▶ REQUIREMENTS
1) In the plant lighting thread, why does cs_gardener ask how big the tank is before recommending a light?
2) Transcribe the passage of the plant lighting thread from "How big is your" to "with 2 wpg.".

# Newbie Freshwater Plant Light Question



## eylk (Dec 15, 2007)

Hello,

I tried reading on all the watts, kevins, lumens, nanometer, etc but found it too difficult to understand.
I only know that I should have about 2-3 watts per gallons and 6500K to 10000K for kevins. Also, different types of light bulbs, E.g T12, T8 , etc.. are too confusing for me.

I plan to grow only the 'very easy' plants, E.g 
http://www.aquaticplantcentral.com/forumapc/plantfinder/ 
(select 'very easy' for hardiness )

Can anyone recommend a good and suitable type of plant light bulb for me?

Do all the plant light 'stands' have the same pins for plant light bulbs? Can I just get a plant light 'stand' and then change the light bulbs if and when I want to? (Perhaps, I might want to convert my aquarium into a planted tank in the future and need to change my type of light bulb tubes.)

Thanks


----------



## j66213b (May 12, 2008)

for me i like coralife 6500k set ups i have had prolific growth with that light and i do compressed c02 and about 2.5-3wpg


----------



## eylk (Dec 15, 2007)

hmmmm how bout you recommend me something from http://www.arcadia-uk.info/product.php?mid=10&lan=en&sub=&id=4

?

I do not need CO2 because my plants can do with it!

thanks


----------



## cs_gardener (Apr 28, 2006)

How big is your tank? The amount of light you need will depend on how big your tank is. For the plants on the "very easy" list you can get by with 2 wpg.



eylk said:


> Do all the plant light 'stands' have the same pins for plant light bulbs? Can I just get a plant light 'stand' and then change the light bulbs if and when I want to? (Perhaps, I might want to convert my aquarium into a planted tank in the future and need to change my type of light bulb tubes.)


I'm not certain I understand what you're asking. Each light fixture has certain types of bulbs that will fit in it. So my Satellite 65 watt Compact Fluorescent fixture can use any color temperature of 65 watt bulbs, but I can't use a higher wattage bulb or a different type of bulb like a regular fluorescent. With the CF fixtures there are also square pin and straight pin fixtures and bulbs and you need to get the right type of bulb for the fixture or buy an adapter so you can use the other type of bulb.


----------



## GIfishguy (May 6, 2008)

If your going to use simple plants and easy plants you don't need to go over board with the lights. I have a simple set up of T8 6500K florecent lights (home depot daylight bulbs with standard shop light fixtures). It depends on how fancy you want to get. T12 bulbs are bigger diameter and give off more Watts. I'm shure there are a lot of people that would disagree with that choice but I tell you what, It's cheap, they work great for me, and its great to start with. People that I buy plants from that do very well have the same thing.


----------



## ericpop27 (May 13, 2008)

I have a similar question...

I have my light timed to be on from 8AM to 11PM...is that too much? I have 1.5 wpg from the standard bulbs that came with my Eclipse Hood.

Is it even possible to increase watts per gallon without adding MORE lightbulbs or buying a different hood?

▶ INFORMATION GIVEN
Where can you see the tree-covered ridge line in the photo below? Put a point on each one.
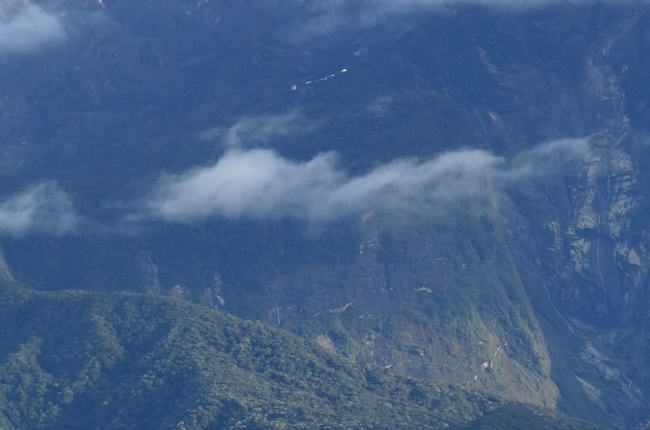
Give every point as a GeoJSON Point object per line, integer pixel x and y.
{"type": "Point", "coordinates": [123, 361]}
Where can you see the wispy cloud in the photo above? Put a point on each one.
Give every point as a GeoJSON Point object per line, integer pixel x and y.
{"type": "Point", "coordinates": [44, 208]}
{"type": "Point", "coordinates": [260, 183]}
{"type": "Point", "coordinates": [256, 130]}
{"type": "Point", "coordinates": [332, 15]}
{"type": "Point", "coordinates": [25, 27]}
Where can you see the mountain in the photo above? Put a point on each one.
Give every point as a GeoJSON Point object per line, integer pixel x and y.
{"type": "Point", "coordinates": [81, 360]}
{"type": "Point", "coordinates": [524, 277]}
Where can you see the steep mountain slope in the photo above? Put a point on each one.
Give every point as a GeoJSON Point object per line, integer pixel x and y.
{"type": "Point", "coordinates": [539, 292]}
{"type": "Point", "coordinates": [78, 360]}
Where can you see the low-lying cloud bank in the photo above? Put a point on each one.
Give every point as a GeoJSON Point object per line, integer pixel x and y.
{"type": "Point", "coordinates": [260, 184]}
{"type": "Point", "coordinates": [43, 209]}
{"type": "Point", "coordinates": [26, 28]}
{"type": "Point", "coordinates": [332, 15]}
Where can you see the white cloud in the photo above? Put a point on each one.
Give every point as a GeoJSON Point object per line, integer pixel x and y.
{"type": "Point", "coordinates": [259, 184]}
{"type": "Point", "coordinates": [25, 28]}
{"type": "Point", "coordinates": [44, 208]}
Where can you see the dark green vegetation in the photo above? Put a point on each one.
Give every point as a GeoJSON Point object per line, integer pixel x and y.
{"type": "Point", "coordinates": [540, 296]}
{"type": "Point", "coordinates": [74, 360]}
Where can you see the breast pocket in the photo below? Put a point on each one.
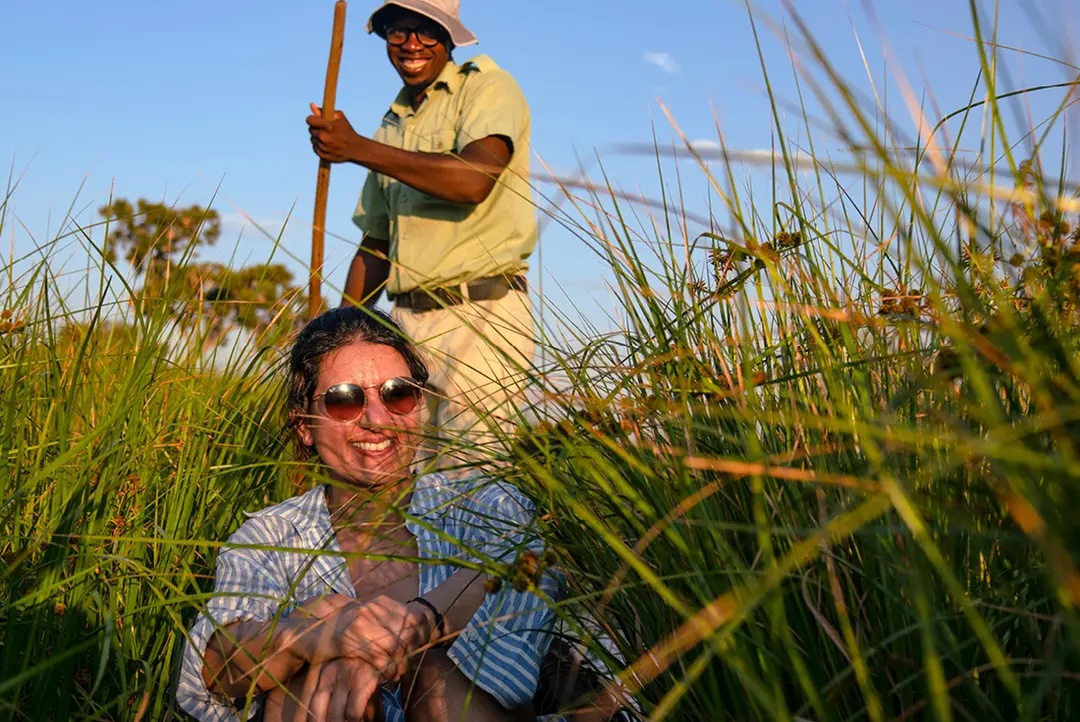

▶ SOLUTIONS PER TASK
1) cs_gardener asks because the amount of light needed depends on the size of the tank. For plants on the "very easy" list, 2 watts per gallon is enough.

2)
How big is your tank? The amount of light you need will depend on how big your tank is. For the plants on the "very easy" list you can get by with 2 wpg.